== EXCERPT TO READ ==

Use when: Your data naturally fits a hierarchical, self-contained document. The order example above is a perfect fit — you almost always want the full order with its items, not a joined result.

Avoid when: You need to query across relationships frequently, or your schema is highly relational.

2. Key-Value Stores (Redis, DynamoDB, Riak)

The simplest model: a key maps to a value. Lightning-fast lookups.

# Redis: O(1) lookup by key
redis.set("session:abc123", json.dumps({"userId": "123", "role": "admin"}), ex=3600)
session = redis.get("session:abc123")

# DynamoDB: partition key + optional sort key
table.get_item(Key={"userId": "123", "orderId": "order_789"})

Use when: You need ultra-fast single-key lookups, session storage, caching, or counters.

Avoid when: You need complex queries, filtering, or joins.

3. Column-Family Stores (Cassandra, HBase, ScyllaDB)

Data is stored in column families, optimized for time-series, write-heavy workloads.

-- Cassandra: Schema designed around query patterns, not data normalization
CREATE TABLE sensor_readings (
  device_id UUID,
  timestamp TIMESTAMP,
  temperature FLOAT,
  humidity FLOAT,
  PRIMARY KEY (device_id, timestamp)  -- Partition by device, sort by time
) WITH CLUSTERING ORDER BY (timestamp DESC);

-- This query is O(1) — it maps directly to the storage layout
SELECT * FROM sensor_readings WHERE device_id = ? LIMIT 100;

Use when: You have massive write volumes, time-series data, or IoT workloads. Cassandra can handle millions of writes per second.

Avoid when: You need complex queries that don't match your partition key, or ACID transactions.

4. Graph Databases (Neo4j, Amazon Neptune)

Data is modeled as nodes and edges. Relationships are first-class citizens.

-- Neo4j: Find all friends of Alice who also like "Distributed Systems"
MATCH (alice:User {name: "Alice"})-[:FRIENDS_WITH]->(friend:User)
WHERE (friend)-[:LIKES]->(:Topic {name: "Distributed Systems"})
RETURN friend.name

Use when: Your domain is fundamentally relational in a graph sense — social networks, recommendation engines, fraud detection, knowledge graphs.

Avoid when: Most other use cases. Graph databases are powerful but operationally complex.

PostgreSQL — Why It Often Wins Even Against NoSQL

PostgreSQL has quietly absorbed many NoSQL use cases:

-- JSONB column — document storage with SQL query capabilities
CREATE TABLE events (
  id UUID PRIMARY KEY,
  type VARCHAR(50),
  payload JSONB,
  created_at TIMESTAMPTZ DEFAULT NOW()

== RECORDED INFORMATION ==

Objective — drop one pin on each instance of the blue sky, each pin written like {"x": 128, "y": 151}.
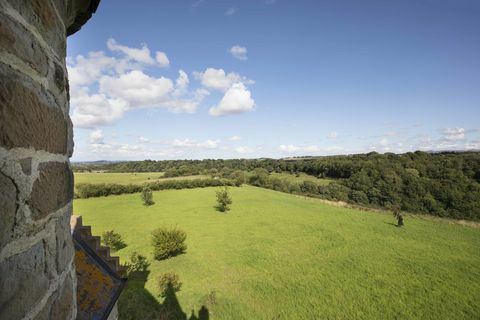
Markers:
{"x": 230, "y": 79}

== AIM OF THE EXERCISE ==
Answer these from the excerpt on database types:
(a) How many writes per second can Cassandra handle?
(b) Which two products are listed as graph databases?
(c) What drawback of graph databases is given for avoiding them in most use cases?

== FINISHED EXERCISE ==
(a) Millions of writes per second.
(b) Neo4j and Amazon Neptune.
(c) They are operationally complex.